Copy out all the records below with every "pixel pair" changed to "coordinate pair", leaving everything else as it is.

==== Supplied information

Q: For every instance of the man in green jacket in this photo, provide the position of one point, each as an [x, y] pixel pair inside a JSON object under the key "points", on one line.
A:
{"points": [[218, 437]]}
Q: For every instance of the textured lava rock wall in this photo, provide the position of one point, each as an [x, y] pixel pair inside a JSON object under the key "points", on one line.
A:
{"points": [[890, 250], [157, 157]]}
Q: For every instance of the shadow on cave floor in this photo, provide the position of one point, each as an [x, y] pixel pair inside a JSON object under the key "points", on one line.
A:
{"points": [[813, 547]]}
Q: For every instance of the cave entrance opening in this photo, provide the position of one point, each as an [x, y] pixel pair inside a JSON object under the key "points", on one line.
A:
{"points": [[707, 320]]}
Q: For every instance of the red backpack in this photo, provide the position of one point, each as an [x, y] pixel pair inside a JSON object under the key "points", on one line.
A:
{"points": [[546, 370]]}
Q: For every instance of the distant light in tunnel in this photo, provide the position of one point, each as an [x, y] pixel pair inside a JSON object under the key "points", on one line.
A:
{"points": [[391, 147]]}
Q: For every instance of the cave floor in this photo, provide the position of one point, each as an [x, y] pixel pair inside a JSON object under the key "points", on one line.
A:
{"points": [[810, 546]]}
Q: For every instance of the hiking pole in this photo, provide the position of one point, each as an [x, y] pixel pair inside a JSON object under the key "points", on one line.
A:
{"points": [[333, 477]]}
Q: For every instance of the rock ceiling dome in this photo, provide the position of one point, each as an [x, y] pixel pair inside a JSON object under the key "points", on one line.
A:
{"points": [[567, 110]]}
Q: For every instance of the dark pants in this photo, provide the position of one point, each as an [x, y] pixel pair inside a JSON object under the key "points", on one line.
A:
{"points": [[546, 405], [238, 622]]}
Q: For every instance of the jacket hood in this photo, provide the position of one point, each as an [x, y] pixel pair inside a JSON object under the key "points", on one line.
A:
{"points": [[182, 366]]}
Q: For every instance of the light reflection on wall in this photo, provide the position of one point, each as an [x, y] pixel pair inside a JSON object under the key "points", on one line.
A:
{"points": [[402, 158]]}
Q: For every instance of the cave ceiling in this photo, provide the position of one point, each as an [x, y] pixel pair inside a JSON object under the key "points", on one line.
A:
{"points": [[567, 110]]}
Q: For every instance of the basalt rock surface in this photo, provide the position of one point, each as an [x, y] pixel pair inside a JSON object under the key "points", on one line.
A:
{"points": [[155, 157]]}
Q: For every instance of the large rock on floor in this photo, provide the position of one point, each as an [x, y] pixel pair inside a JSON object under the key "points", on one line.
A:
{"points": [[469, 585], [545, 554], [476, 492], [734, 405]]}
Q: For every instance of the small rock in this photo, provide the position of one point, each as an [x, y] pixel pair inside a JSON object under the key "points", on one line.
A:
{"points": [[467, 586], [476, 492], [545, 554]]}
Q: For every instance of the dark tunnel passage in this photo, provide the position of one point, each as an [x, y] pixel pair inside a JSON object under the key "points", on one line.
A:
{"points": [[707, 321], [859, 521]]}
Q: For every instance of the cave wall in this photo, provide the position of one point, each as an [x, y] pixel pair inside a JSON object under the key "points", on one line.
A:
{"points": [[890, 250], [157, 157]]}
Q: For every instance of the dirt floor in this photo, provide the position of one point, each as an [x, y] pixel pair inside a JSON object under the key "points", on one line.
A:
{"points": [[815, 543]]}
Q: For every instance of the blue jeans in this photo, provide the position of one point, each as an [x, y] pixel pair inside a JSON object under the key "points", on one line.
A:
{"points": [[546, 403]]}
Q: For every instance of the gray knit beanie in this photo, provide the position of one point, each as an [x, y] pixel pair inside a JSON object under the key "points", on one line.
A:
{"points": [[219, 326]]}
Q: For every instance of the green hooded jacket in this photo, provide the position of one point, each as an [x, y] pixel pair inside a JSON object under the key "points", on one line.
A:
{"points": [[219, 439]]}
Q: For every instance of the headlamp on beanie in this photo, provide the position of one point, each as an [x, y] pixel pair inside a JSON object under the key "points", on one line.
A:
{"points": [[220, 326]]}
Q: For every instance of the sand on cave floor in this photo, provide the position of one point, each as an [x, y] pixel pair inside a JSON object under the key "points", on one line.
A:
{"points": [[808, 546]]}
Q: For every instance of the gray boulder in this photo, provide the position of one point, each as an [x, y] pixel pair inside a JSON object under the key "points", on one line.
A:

========

• [Complete answer]
Q: For every instance of the man in green jacket in this photo, provide the position of one point, each as an [x, y] coordinate pair inside a JSON object under the key "points", on one line.
A:
{"points": [[218, 437]]}
Q: For every instance of the textured lava rock wall in this photo, provide the position of one point, each as an [x, y] coordinate pair inside a JSON object under the key "points", on one line.
A:
{"points": [[890, 250], [157, 157]]}
Q: For every instance of the shadow on cave floor in this photo, provide the position of one point, each as an [x, y] coordinate pair inside a JSON object under the key "points", on one line.
A:
{"points": [[813, 547]]}
Q: For every instance of the cave entrance opening in this photo, provide the position of one point, each as an [x, y] coordinate pair inside a JSON object under the key "points", on one line.
A:
{"points": [[707, 320]]}
Q: For every instance of the red backpack in this photo, provide the position of one point, each as an [x, y] coordinate pair inside a JSON object under the key "points", on one line.
A:
{"points": [[546, 370]]}
Q: For every instance of the distant light in tunnel in this photo, provide the position of one point, each as an [x, y] coordinate pair inside a JSON object under the key "points", on one line.
A:
{"points": [[391, 147]]}
Q: For every instance of the cave floor in this photo, provide the position of one point, each as an [x, y] coordinate pair inside a JSON object under the key "points", on one line.
A:
{"points": [[810, 546]]}
Q: For every instance of the hiking pole in this photo, provide the position of one point, each as an [x, y] coordinate pair inside a JSON object under the key "points", on one line.
A:
{"points": [[333, 477]]}
Q: For every instance of the rock ceiling dome in this photo, provide the position of one point, each as an [x, y] coordinate pair inside a JSON object under the key "points", on one line.
A:
{"points": [[567, 110]]}
Q: For every instance of the dark pants in this photo, provide the position of one point, each as an [x, y] coordinate pair inside a JSON object under the key "points", on one line.
A:
{"points": [[546, 405], [238, 622]]}
Q: For every instance of the jacket hood in this photo, provide the position of one point, each as an [x, y] coordinate pair inside a JSON object under the key "points", on one line.
A:
{"points": [[182, 366]]}
Q: For every instance of the light reflection on wall in this photo, provide the position of one point, each as an [x, y] coordinate pair inside a JSON object under the key "points", on one line.
A:
{"points": [[402, 158]]}
Q: For every instance of the cave ceiling in this photo, provide the position of one point, each as an [x, y] coordinate pair inside a JSON object under the key "points", on one line.
A:
{"points": [[567, 110]]}
Q: For every instance of the basalt rock surface in this photo, provide the position of one point, each as an [x, y] coordinate pair inside a JSON object under the key "points", on one line.
A:
{"points": [[155, 157]]}
Q: For every instance of the large rock on floor in this photo, provide the position of one point, each as an [x, y] coordinate pair inside a JSON object under the key "points", on one line.
A:
{"points": [[469, 585], [545, 554], [476, 492], [734, 405]]}
Q: For every instance of the small rock in this photo, provide the position of one point, each as an [x, y] coordinate pair inside a JSON object under the key "points", on one line.
A:
{"points": [[467, 586], [476, 492], [545, 554]]}
Q: For every instance of the dark tunnel passage in this photo, provide the position of one point, each as an [x, y] coordinate pair inside a JSON object under the key "points", on one line.
A:
{"points": [[707, 321], [859, 521]]}
Q: For every instance of the cave wall in this photo, provide the position of one point, each as an [x, y] coordinate pair inside a JSON object under the key "points", on one line.
A:
{"points": [[890, 250], [157, 157]]}
Q: For every instance of the dirt floor in this photo, provide the position of one point, each as an [x, y] coordinate pair inside a JSON object under the key "points", on one line.
A:
{"points": [[815, 543]]}
Q: For every instance of the blue jeans in this photo, provide the position of one point, each as an [x, y] coordinate pair inside a JSON object under the key "points", on one line.
A:
{"points": [[546, 403]]}
Q: For every instance of the gray knit beanie in this photo, provide the position of one point, each as an [x, y] coordinate pair inside a JSON object under the key "points", on one line.
A:
{"points": [[219, 326]]}
Q: For every instance of the green hooded jacket in this photo, provide the position of one point, each as an [x, y] coordinate pair inside a JSON object under the key "points", on one line.
A:
{"points": [[219, 439]]}
Q: For every instance of the headlamp on beanie in this photo, provide the position of one point, each as an [x, y] coordinate pair inside a JSON object under the key "points", on one line.
A:
{"points": [[220, 326]]}
Q: For every instance of the sand on cave floor in this photo, provide the position of one point, each as an [x, y] coordinate pair inside a JSON object under the key "points", on one line.
A:
{"points": [[808, 546]]}
Q: For every instance of the gray boulder in this photo, provide the position of one point, each as an [x, y] coordinate pair inside a JSON object under the key "points", on one line.
A:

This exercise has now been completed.